• Given instruction:
Render the lines below as a Markdown table with a "Row" column for the row number and a "Line" column for the line itself, skipping any blank lines. Include only the lines from the one with "Could you please locate the forehead" to the one with "xmin=202 ymin=430 xmax=312 ymax=600", both ends included.

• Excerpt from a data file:

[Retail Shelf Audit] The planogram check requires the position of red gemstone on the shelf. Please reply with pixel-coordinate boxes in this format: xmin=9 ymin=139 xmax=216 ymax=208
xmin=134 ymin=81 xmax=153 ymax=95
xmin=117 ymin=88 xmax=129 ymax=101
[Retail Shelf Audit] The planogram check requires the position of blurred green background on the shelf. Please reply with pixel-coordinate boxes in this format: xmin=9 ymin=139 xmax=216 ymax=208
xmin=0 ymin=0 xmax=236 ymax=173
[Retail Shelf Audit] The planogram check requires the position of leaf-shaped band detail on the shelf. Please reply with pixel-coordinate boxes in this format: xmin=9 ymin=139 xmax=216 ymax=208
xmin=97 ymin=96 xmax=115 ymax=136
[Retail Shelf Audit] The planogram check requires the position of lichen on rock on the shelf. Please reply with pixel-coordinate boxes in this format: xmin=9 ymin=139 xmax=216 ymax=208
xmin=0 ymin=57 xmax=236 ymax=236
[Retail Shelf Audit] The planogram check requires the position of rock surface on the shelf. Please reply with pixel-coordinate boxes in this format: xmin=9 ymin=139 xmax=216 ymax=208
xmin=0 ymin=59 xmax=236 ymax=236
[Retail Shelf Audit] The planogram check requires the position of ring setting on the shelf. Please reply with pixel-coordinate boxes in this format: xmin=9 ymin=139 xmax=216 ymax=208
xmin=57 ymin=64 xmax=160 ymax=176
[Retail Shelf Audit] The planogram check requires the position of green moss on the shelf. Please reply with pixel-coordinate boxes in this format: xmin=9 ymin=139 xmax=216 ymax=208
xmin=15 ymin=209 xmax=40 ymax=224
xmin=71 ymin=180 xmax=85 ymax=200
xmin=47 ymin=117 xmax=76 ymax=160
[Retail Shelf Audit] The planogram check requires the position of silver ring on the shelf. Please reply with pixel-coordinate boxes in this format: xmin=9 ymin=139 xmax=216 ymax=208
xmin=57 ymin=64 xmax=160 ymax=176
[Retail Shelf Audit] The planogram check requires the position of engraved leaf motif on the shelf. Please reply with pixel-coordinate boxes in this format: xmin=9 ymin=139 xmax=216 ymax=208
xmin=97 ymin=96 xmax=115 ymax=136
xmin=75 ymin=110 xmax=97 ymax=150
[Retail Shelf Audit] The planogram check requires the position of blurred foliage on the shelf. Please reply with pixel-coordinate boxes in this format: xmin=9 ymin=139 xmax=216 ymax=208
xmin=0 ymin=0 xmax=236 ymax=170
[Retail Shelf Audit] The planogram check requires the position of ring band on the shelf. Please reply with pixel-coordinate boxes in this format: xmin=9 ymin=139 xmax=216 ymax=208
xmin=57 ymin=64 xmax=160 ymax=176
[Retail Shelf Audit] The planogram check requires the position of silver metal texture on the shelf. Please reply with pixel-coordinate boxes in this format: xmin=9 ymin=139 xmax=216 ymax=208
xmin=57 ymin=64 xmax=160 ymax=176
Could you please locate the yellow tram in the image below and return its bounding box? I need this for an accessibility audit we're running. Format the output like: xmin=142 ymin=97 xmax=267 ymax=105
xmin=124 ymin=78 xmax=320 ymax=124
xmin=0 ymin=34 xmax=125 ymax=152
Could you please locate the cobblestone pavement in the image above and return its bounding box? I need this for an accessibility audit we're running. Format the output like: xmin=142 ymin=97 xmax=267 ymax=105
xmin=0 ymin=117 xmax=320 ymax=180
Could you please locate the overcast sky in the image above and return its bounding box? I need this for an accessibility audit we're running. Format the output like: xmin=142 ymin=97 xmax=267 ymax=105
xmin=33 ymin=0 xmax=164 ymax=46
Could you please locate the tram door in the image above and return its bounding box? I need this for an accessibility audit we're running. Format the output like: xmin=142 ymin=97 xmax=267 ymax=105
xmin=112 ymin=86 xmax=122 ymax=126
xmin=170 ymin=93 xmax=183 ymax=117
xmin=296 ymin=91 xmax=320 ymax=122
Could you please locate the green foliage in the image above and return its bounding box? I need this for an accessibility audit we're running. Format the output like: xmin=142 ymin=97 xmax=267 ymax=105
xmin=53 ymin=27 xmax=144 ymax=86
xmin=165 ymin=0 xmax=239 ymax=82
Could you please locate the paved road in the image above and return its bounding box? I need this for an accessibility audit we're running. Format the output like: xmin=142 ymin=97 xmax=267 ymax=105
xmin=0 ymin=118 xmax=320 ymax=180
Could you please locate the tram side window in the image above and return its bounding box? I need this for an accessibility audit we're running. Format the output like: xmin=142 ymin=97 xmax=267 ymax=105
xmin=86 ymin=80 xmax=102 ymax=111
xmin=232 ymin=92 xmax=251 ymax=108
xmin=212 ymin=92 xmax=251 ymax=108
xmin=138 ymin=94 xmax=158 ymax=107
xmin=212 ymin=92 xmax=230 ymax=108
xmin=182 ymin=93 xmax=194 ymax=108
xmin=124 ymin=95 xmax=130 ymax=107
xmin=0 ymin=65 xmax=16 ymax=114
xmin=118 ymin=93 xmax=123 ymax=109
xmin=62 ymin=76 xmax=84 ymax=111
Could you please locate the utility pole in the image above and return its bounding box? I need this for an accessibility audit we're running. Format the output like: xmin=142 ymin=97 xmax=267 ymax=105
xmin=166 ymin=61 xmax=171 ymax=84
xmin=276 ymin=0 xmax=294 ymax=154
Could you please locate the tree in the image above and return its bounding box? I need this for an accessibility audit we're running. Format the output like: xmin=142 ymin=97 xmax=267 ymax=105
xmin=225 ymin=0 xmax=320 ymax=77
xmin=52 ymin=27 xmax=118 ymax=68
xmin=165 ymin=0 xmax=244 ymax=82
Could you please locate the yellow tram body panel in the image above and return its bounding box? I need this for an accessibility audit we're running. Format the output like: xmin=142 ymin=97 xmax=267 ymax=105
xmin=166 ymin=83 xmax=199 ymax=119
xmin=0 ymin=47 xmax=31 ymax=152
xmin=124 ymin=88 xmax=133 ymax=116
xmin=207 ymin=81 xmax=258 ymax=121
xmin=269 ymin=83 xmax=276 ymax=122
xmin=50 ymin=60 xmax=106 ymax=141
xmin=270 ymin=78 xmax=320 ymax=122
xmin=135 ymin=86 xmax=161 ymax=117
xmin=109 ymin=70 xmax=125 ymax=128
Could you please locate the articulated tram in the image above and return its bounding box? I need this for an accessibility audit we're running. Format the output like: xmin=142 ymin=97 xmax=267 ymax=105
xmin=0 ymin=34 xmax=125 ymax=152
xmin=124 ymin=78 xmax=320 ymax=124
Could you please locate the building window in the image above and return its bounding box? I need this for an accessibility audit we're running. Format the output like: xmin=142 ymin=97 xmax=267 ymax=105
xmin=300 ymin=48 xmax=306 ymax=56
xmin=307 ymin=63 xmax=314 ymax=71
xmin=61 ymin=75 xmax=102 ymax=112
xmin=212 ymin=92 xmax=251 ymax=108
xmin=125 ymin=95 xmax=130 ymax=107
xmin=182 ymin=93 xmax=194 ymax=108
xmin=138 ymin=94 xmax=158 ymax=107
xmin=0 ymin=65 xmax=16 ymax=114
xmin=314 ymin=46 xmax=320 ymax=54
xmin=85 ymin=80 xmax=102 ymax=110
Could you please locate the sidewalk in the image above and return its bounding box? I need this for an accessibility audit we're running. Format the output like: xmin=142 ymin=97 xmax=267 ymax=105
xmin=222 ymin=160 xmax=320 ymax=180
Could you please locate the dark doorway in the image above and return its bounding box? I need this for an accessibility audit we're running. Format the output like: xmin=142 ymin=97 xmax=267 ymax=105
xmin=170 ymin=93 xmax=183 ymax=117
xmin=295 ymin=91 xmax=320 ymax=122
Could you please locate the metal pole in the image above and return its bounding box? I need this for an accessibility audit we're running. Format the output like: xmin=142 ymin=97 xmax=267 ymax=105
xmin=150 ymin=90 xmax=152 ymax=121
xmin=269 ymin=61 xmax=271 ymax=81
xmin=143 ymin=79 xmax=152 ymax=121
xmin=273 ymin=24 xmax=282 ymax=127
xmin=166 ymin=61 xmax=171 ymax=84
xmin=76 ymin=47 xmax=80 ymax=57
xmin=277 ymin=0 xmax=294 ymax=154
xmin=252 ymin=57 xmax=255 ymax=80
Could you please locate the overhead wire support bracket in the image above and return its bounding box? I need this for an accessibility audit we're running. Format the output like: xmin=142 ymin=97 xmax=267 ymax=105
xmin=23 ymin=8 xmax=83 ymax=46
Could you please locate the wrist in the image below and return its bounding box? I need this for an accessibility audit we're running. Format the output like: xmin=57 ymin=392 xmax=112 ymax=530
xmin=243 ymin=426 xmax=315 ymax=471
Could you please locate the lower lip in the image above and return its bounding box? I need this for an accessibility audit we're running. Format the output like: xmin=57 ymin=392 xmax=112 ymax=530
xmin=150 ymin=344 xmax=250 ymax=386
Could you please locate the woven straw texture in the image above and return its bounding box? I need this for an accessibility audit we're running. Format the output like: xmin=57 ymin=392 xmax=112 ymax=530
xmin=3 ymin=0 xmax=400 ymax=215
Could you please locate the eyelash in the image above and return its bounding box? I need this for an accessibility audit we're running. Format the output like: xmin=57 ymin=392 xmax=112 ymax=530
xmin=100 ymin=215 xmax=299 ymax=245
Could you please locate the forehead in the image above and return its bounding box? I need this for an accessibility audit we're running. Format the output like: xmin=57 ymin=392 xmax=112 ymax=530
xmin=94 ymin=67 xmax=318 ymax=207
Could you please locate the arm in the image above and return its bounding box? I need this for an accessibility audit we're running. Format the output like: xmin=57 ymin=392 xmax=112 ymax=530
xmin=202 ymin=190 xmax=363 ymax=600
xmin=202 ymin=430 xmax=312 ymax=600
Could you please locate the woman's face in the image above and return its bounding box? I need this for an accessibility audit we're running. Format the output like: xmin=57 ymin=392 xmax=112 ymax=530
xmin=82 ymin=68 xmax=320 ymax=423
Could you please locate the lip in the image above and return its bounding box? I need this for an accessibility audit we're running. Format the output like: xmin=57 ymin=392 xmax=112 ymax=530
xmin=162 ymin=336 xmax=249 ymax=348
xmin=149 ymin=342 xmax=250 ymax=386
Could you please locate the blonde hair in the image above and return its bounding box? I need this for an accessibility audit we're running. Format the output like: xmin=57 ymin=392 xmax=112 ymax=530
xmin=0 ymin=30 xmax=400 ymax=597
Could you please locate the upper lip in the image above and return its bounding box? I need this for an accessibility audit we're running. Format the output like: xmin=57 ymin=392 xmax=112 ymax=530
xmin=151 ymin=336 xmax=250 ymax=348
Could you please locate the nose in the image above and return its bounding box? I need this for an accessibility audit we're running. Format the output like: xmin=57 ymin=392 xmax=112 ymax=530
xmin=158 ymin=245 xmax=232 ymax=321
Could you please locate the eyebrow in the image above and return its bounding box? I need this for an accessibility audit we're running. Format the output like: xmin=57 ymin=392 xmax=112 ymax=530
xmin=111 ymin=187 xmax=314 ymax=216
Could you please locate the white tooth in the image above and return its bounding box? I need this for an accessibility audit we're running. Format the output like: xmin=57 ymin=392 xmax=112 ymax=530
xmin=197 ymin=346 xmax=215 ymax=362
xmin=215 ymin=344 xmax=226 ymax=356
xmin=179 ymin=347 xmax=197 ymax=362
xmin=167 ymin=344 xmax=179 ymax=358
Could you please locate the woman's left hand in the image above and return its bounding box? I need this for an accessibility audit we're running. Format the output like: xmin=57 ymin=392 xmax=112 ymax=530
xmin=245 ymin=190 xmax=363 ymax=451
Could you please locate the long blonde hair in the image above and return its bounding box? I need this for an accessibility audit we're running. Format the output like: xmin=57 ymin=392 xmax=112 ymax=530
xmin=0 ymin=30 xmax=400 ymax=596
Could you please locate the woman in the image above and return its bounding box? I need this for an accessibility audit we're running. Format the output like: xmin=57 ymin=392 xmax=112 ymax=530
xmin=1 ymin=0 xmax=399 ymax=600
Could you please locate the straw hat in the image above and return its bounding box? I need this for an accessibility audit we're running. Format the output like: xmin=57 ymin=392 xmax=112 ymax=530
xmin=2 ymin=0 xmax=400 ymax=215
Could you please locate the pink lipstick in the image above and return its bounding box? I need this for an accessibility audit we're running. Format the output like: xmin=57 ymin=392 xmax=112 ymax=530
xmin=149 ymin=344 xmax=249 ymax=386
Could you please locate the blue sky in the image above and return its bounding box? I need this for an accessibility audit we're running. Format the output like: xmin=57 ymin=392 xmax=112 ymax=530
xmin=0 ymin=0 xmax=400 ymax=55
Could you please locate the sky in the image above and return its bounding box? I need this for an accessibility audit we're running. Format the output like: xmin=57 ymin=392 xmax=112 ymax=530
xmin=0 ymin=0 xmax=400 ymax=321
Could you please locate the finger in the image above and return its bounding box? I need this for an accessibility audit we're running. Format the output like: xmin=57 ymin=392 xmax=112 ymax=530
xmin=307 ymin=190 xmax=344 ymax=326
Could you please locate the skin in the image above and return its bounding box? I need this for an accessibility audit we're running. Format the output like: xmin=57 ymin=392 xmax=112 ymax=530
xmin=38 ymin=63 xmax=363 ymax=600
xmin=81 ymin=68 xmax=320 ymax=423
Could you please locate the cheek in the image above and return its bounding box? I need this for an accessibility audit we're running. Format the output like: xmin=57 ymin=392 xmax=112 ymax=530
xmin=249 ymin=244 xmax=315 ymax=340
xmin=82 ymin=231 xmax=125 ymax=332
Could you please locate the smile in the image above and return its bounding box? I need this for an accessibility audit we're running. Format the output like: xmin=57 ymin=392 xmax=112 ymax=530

• Result of this exercise:
| Row | Line |
|---|---|
| 1 | Could you please locate the forehead in the image above and return its bounding box? I need this for an accessibility audit we're running. Format the output like: xmin=57 ymin=392 xmax=112 ymax=530 |
| 2 | xmin=94 ymin=67 xmax=318 ymax=207 |
| 3 | Could you please locate the arm in the image above and return its bounding box? I need this for an accessibility audit we're running. Format the output like: xmin=57 ymin=392 xmax=112 ymax=530 |
| 4 | xmin=202 ymin=190 xmax=363 ymax=600 |
| 5 | xmin=202 ymin=430 xmax=312 ymax=600 |